• _What to do_
Convert the lines below into a JSON list of strings, with one string for each line and no blank lines. Leave the pictures out of the list.
___ Input material ___
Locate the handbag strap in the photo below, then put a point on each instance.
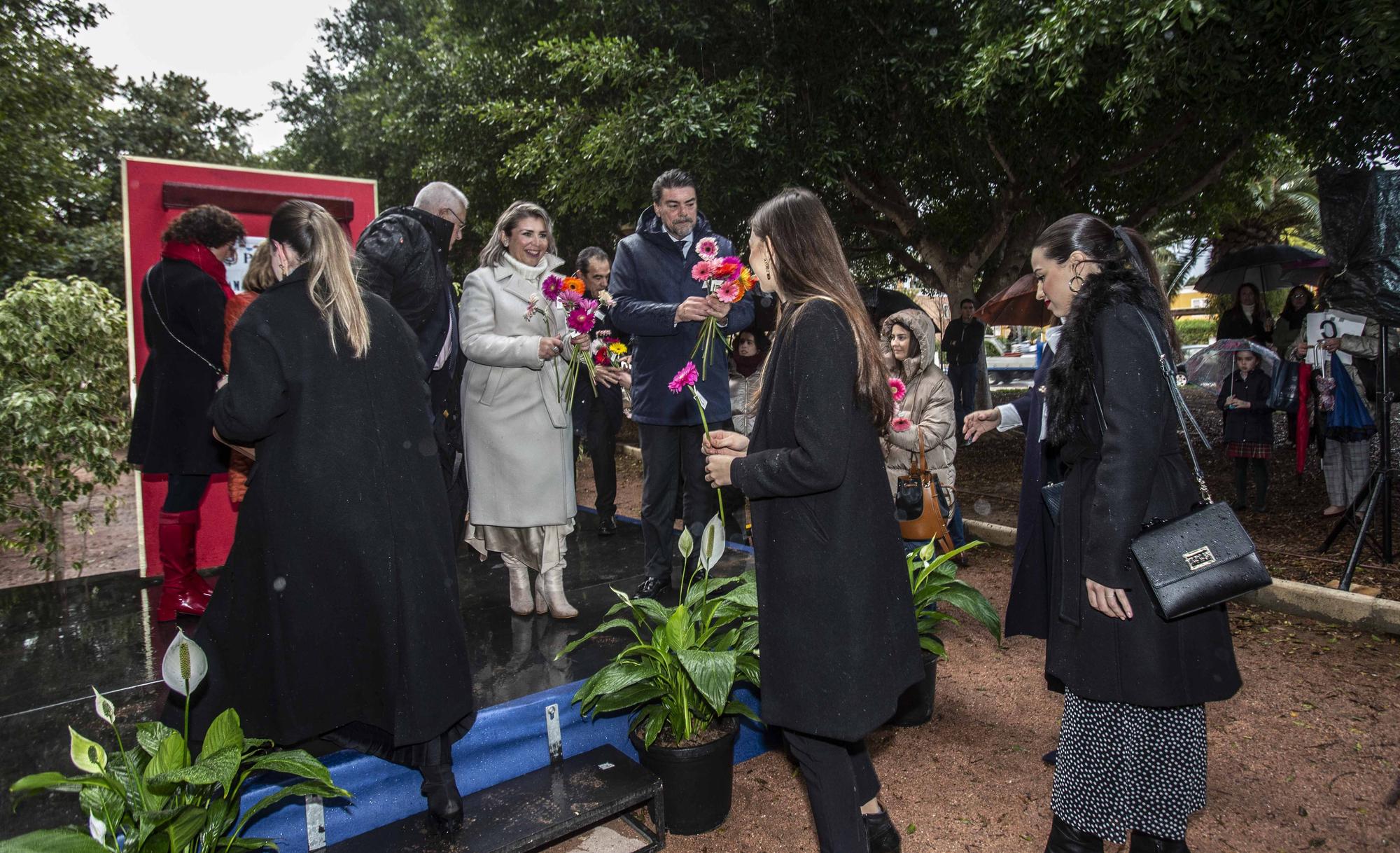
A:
(1184, 415)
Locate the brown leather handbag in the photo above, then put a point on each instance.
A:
(916, 505)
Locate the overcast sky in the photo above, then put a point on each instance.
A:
(239, 50)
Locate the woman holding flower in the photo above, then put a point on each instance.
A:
(517, 426)
(923, 408)
(835, 611)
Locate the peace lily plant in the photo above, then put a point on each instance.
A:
(680, 673)
(158, 798)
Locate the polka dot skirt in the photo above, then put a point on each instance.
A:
(1126, 767)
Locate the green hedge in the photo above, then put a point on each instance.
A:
(1196, 331)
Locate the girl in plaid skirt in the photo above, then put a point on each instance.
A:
(1250, 429)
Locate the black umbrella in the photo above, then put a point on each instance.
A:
(1262, 267)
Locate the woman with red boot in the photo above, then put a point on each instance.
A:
(183, 312)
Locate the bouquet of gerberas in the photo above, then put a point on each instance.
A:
(580, 319)
(726, 279)
(687, 382)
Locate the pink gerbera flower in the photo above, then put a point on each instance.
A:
(582, 320)
(687, 379)
(898, 389)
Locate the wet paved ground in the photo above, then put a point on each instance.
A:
(59, 641)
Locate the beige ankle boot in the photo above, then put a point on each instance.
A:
(520, 586)
(550, 593)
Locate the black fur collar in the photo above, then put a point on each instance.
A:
(1072, 375)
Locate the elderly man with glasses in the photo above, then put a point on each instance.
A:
(404, 260)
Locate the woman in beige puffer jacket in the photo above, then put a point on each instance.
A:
(908, 344)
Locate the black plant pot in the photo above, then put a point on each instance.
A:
(916, 704)
(698, 782)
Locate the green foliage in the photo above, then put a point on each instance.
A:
(64, 411)
(160, 799)
(944, 141)
(933, 579)
(1195, 331)
(678, 673)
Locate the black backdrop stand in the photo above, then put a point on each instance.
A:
(1382, 480)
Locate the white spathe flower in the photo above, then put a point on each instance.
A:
(97, 830)
(104, 708)
(184, 666)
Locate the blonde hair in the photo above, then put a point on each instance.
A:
(321, 244)
(260, 275)
(495, 250)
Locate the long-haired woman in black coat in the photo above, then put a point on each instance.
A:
(836, 620)
(1133, 735)
(338, 613)
(183, 312)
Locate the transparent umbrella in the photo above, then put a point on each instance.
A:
(1216, 365)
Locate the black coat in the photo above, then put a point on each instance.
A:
(338, 602)
(1118, 480)
(402, 258)
(1256, 424)
(650, 279)
(172, 432)
(962, 341)
(1028, 611)
(1236, 327)
(836, 618)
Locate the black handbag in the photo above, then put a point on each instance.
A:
(1203, 558)
(1283, 393)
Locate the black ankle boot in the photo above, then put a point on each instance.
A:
(881, 833)
(1150, 844)
(444, 803)
(1068, 840)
___
• _Exercise result_
[
  "Locate the handbag strap in the photo below, then put a point on each instance.",
  "A:",
  "(1184, 415)",
  "Locate the brown leather handbag in the photo above, then put a point on each instance.",
  "A:",
  "(916, 505)",
  "Locate the overcast sky in the photo above, then put a point on each instance.",
  "A:",
  "(239, 50)",
  "Locate the woman holding flower in the photo above, then put a point on each instance.",
  "A:",
  "(517, 426)",
  "(923, 408)",
  "(835, 611)",
  "Locate the peace lily plant in the photo above, then put a point on each instance.",
  "A:",
  "(680, 673)",
  "(158, 798)",
  "Locate the polka dot skirt in the photo above, then put a point on each instance.",
  "A:",
  "(1126, 767)",
  "Locate the green hedge in the photo above, then put a point on each instance.",
  "A:",
  "(1196, 331)",
  "Locate the girl in plaid skirt in the photo above, then put a point on each instance.",
  "A:",
  "(1250, 429)",
  "Locate the black umbrella in the photo above, then put a point on each instance.",
  "A:",
  "(1262, 267)",
  "Locate the woman with red boot in the photo above, then put a point on each instance.",
  "A:",
  "(183, 312)",
  "Locate the bouquet of gerberas in the photo above, then put a point on each instance.",
  "A:",
  "(580, 319)",
  "(726, 279)",
  "(687, 382)",
  "Locate the pink gerbera flower in the photo above, then put a point on each instance.",
  "A:",
  "(582, 320)",
  "(687, 379)",
  "(898, 389)",
  "Locate the wet paved ground in the photo above, then put a point on each instance.",
  "A:",
  "(59, 641)",
  "Locate the beige ankle boot in the photo above, then put a point on each instance.",
  "A:",
  "(520, 586)",
  "(550, 593)",
  "Locate the black fur collar in the photo above, then put a point on each instance.",
  "A:",
  "(1072, 375)",
  "Locate the elderly man with glasses in the photo above, then put a point on each instance.",
  "A:",
  "(404, 260)",
  "Locate the woman in beige puffer jacket in the photo above, then put a point on each instance.",
  "A:",
  "(908, 344)",
  "Locate the black plant pot in the photo above, then put a point on each instance.",
  "A:",
  "(916, 704)",
  "(698, 782)",
  "Locate the green foliage in the photo above, then put a point on each instance.",
  "A:",
  "(64, 411)",
  "(160, 799)",
  "(944, 141)",
  "(933, 579)",
  "(1195, 331)",
  "(678, 673)",
  "Locate the black backdrop stand in the photo above, then put a point on each instance.",
  "A:",
  "(1382, 480)",
  "Locate the white spathe flower in the photo above, then put a point on each instance.",
  "A:",
  "(97, 830)",
  "(104, 708)",
  "(184, 666)",
  "Locate the blonde hair in the photo above, then put a point on each instance.",
  "A:",
  "(321, 244)",
  "(260, 275)",
  "(495, 250)",
  "Locate the long-haired woman in black coat in the photo above, then put a point on each instance.",
  "A:",
  "(836, 620)",
  "(1133, 735)",
  "(338, 613)",
  "(183, 312)",
  "Locate the transparent umbrella in the photo above, then put a point on each instance.",
  "A:",
  "(1216, 365)",
  "Locate the black coat in the photo above, then put a point on each instance.",
  "A:",
  "(338, 602)",
  "(1118, 480)",
  "(402, 258)",
  "(1256, 424)",
  "(650, 279)",
  "(172, 432)",
  "(962, 341)",
  "(1028, 611)",
  "(1236, 327)",
  "(836, 618)",
  "Locate the black handbag in the photo above, then put a point on each instance.",
  "A:",
  "(1203, 558)",
  "(1283, 393)",
  "Locate the black ankle boot in the photo above, then put a point on each instance.",
  "A:",
  "(881, 833)",
  "(1150, 844)",
  "(444, 803)",
  "(1068, 840)"
]